"of the riverbank" 문구가 있는 줄에서 시작해 "[(575, 187)]" 문구가 있는 줄까지 포함한 기록만 두 열짜리 CSV에 담되, 기록마다 한 행으로 하고 열 이름은 문장과 답으로 하세요. 각 기록의 문장과 답은 따옴표로 감싼 한 칸씩에 넣고, 줄바꿈은 공백으로 바꾸세요.

__추출한 기록__
════

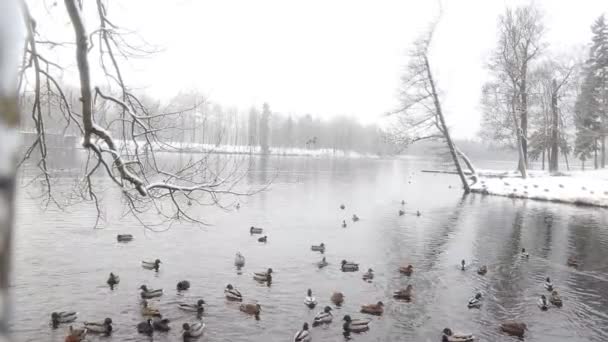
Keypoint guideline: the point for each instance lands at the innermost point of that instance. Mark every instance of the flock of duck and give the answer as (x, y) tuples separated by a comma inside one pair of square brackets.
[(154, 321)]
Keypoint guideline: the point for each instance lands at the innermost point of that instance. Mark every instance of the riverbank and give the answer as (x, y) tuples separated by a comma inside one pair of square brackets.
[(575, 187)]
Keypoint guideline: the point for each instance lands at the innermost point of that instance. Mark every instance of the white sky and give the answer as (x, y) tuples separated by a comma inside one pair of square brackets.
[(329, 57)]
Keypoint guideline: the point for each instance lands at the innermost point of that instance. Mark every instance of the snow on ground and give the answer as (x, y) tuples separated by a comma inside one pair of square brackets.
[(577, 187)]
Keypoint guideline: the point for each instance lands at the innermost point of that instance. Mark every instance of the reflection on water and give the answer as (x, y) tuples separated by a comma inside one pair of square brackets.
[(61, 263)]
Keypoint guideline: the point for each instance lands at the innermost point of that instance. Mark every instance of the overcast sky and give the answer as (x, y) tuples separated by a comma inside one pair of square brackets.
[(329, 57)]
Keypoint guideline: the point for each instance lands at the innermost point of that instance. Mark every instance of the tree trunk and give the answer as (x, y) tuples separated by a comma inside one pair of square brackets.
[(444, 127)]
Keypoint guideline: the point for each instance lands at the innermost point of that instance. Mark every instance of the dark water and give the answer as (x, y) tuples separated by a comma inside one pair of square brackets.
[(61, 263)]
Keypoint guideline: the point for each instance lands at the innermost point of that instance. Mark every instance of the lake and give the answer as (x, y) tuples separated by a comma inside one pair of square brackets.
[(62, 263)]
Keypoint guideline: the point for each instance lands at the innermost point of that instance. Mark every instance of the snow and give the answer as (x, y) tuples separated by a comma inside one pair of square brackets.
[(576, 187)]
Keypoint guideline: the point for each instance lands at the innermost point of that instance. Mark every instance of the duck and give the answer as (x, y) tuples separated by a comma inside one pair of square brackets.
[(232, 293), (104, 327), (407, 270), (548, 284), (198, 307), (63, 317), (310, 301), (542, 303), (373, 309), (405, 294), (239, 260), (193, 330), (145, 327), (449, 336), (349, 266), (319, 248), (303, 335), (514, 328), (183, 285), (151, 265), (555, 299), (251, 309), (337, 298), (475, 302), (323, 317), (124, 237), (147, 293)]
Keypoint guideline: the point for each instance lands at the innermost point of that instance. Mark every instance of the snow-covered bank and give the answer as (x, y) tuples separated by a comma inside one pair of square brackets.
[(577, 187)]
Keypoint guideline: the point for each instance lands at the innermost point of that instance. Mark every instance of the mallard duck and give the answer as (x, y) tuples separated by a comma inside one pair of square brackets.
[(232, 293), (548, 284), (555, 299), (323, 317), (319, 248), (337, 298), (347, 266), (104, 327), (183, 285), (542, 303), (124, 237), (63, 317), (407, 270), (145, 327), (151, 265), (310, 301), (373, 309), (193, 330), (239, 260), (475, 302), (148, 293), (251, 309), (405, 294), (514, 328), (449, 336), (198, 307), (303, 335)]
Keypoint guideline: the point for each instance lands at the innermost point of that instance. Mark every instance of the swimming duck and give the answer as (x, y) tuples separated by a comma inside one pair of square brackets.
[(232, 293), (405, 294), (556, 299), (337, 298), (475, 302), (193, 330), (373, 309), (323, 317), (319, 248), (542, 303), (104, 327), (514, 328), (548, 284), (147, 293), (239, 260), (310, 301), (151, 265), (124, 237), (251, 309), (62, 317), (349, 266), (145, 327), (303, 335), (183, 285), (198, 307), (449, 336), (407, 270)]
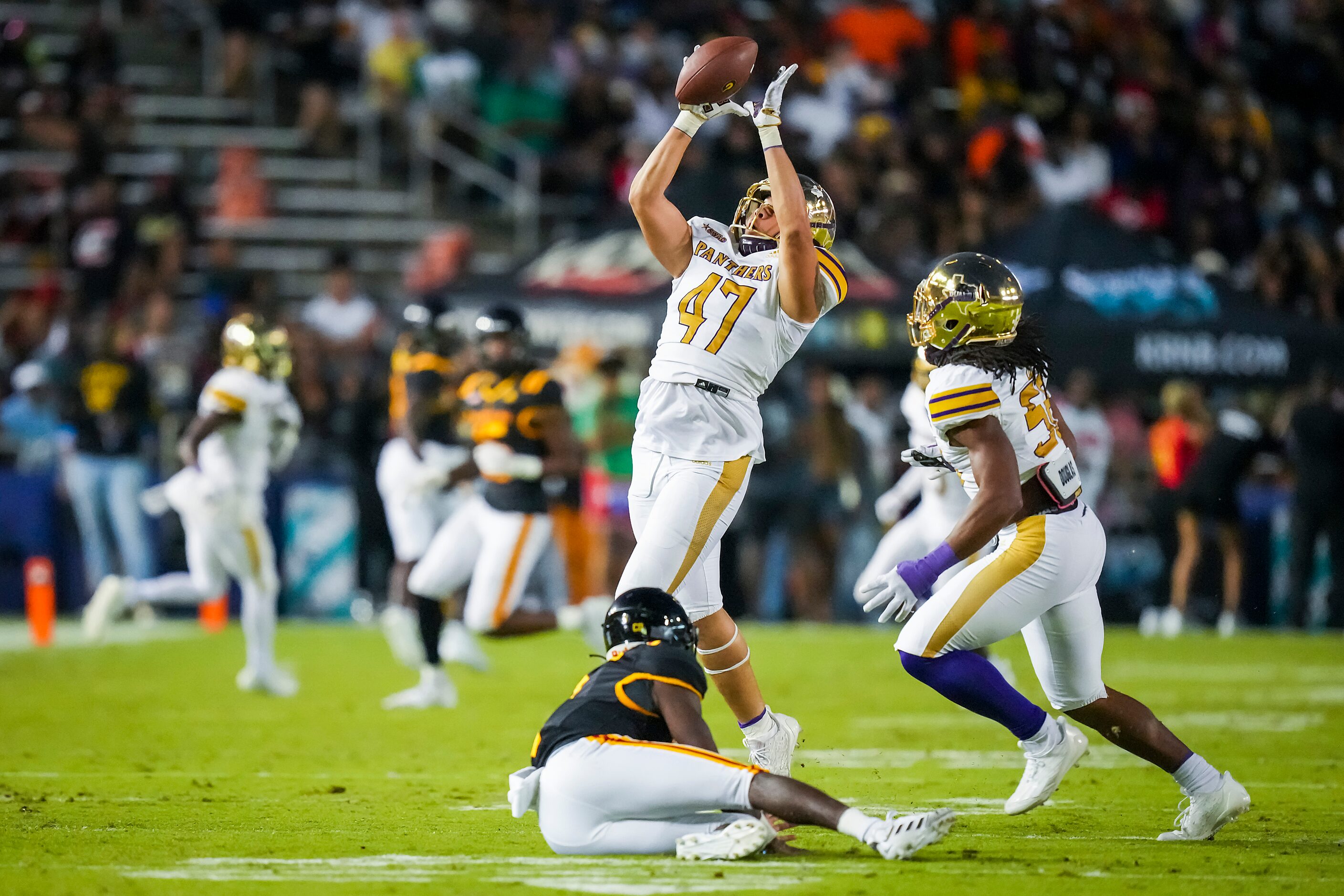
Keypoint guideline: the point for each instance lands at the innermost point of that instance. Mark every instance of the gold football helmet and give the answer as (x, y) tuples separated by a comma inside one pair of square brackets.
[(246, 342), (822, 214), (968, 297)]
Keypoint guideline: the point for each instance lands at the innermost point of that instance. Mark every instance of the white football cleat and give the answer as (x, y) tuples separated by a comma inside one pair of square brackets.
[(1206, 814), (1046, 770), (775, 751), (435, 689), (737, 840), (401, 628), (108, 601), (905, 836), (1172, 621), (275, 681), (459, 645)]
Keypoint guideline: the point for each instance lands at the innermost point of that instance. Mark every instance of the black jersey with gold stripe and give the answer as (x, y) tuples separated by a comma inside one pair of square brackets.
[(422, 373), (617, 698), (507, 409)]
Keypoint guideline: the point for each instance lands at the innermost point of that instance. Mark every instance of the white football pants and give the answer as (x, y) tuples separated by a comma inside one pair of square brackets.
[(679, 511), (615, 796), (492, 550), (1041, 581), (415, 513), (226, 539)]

════

__풀이 결과__
문장,답
"Keypoint guideline: the point for each instance lands at the innermost point of that instance. Mark every instance of the riverbank and give the answer as (x, y) tuples separated by a comma inside one pair of square brackets.","[(575, 187)]"